++++ Textauszug

Schmuckstücke für den Heimatverein Erinnerungen an den geliebten Patenonkel

WACHTBERG-NIEDERBACHEM · Die größten Schätze bestehen oft nicht aus Gold, Silber oder Edelsteinen. Es ist vielmehr die persönliche Erinnerung, die man mit ihnen verknüpft und aus alltäglichen Gegenständen kleine Kostbarkeiten werden lässt.

 Ein Ring und ein Anhänger, der aus dem Glas einer Fliegerkanzel gefertigt wurde - diese Erinnerungsstücke aus der Kriegs- und Nachkriegszeit übergab Marlene Hebenstrick dem Heimatverein.

Ein Ring und ein Anhänger, der aus dem Glas einer Fliegerkanzel gefertigt wurde - diese Erinnerungsstücke aus der Kriegs- und Nachkriegszeit übergab Marlene Hebenstrick dem Heimatverein.

Foto: Axel Vogel

So verbirgt sich hinter dem Glasanhänger in Herzform und dem kleinen Metallring eine besondere Geschichte. Die beiden Schmuckstücke erhielt Marlene Hebenstrick von ihrem Patenonkel Nikolaus ?Klaus? Bous (1916-1993) nach dem Zweiten Weltkrieg, der den Schmuck in französischer Gefangenschaft herstellte. Am vergangenen Mittwochmorgen übergab die Wachtbergerin die beiden Erbstücke an Walter Töpner, der als zweiter Vorsitzender die beiden Exponate stellvertretend für den Heimatverein Niederbachem entgegennahm. "Den Ring habe ich nie getragen, der war zu wertvoll für mich", beschreibt Hebenstrick den persönlichen Wert der beiden Stücke.

Neben dem Anhänger und dem Ring sind außerdem Tagebuchaufzeichnungen aus der Zeit als Kriegsgefangener von Klaus Bous erhalten, die einen - aus historischer Sicht - einmaligen Einblick in den Lageralltag bieten. Am 17. März wurde Klaus Bous in seiner Heimat Niederzissen als ehemaliger Wehrmachtssoldat von amerikanischen Soldaten gefangengenommen. Innerhalb weniger Wochen brachte man ihn zusammen mit weiteren Häftlingen über Neuenahr, Remagen und Monschau nach Frankreich. Auf winzigen Papierstücken schrieb Bous seine Erlebnisse, Schamgefühle, Ängste und Hoffnungen während der knapp einjährigen Gefangenschaft nieder. Nur so konnte er seine Einträge vor den Lageraufsehern verstecken. Erst Jahre später ließ er die Zettel zu einem kleinen Büchlein binden.

Der Großteil seiner Gedanken dreht sich um den nagenden Hunger. Das Büchlein liefert eine detaillierte Auflistung der Mahlzeiten. "Heute Abend gab es ½ ltr. Griessuppe und ¼ Brot. Ich bin nicht satt geworden. Richtigen steifen, süßen Milchgries möchte ich nochmal essen.", beschreibt Bous das Abendessen am 10. Juli 1945. Etwas später bekommt er eine größere Ration: "Bin heute Mittag noch mal richtig satt geworden, 1 Brot mit Spiegelei, 1 Brot mit Butter, 4-5 Scheiben Schinken, 4-5 Scheiben Brot, 1 Vi ltr.dicke Nudelsuppe. Das hat hingehauen."

++++++++

Aufgaben und Übungen:
a) Woraus wurde laut dem Artikel über die Erinnerungsstücke von Klaus Bous der Anhänger gefertigt?
b) Greifen Sie den Artikel über die Erinnerungsstücke von Klaus Bous nach seinem letzten Satz auf und führen Sie ihn fort.

++++ Gegebene Daten

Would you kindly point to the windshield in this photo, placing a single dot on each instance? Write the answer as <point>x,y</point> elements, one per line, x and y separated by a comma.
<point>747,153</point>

++++++++

Lösungen in Reihenfolge:
a) Aus dem Glas einer Fliegerkanzel.

b)
Immer wieder widmet der damals 29-Jährige Einträge der Familie in der Heimat und setzt sich Ziele für seine Heimkehr. So fertigt er neben dem Schmuck für sein Patenkind auch einen Bauplan für einen Fahrradanhänger sowie eine Besorgungsliste an: "Fahrrad für meine Frau und mich mit Anhänger für den Kleinen u. Gepäck. Holzschuhe machen für meine Frau und den Kleinen. Zuhause in Niedermendig Haus in Ordnung bringen", steht auf einer der ersten Seiten geschrieben. "Ich finde es beeindruckend, wie Klaus Bous über die Gefangenschaft hinaus gedacht hat", erklärt Töpner.

Marlene Hebenstrick hat ihren Onkel noch in sehr guter Erinnerung, "Er war einfach ein Menschenfreund, musikbegeistert und leitete einen Chor." Nach seiner Rückkehr 1946 arbeitete Bous als Elektriker am Mendiger Flugplatz unter französischer Besatzung.

Vorstandsmitglied Töpner kümmert sich nun um die Verwahrung des Schmucks und die historische Aufbereitung für eine Weitergabe an das Haus der Geschichte in Bonn. "Mit persönlichen Dingen ein Stück Geschichte näherbringen", fasst Walter Töpner abschließend die Bedeutung der beiden Schmuckstücke für die Arbeit des Heimatvereins zusammen.

Bei den beiden Schmuckstücken handelt sich um einen Anhänger aus Glas, der in Herzform geschliffen worden ist. Das Glas stammt von einer zerbrochenen Flugzeugkanzel. Der kleine Ring wurde aus einer Franc-Münze hergestellt, die zunächst geschnitten und später verlötet worden ist. Klaus Bous stellte die beiden Stücke als Geschenk für sein Patenkind in französischer Gefangenschaft zwischen 1945 und 1946 her. Durch seine Arbeit als Elektriker im Gefangenenlager hatte er Zugang zu feinen Feilen, Schneidwerkzeug und Lötkolben, um die filigranen Kostbarkeiten kunstfertig anfertigen zu können.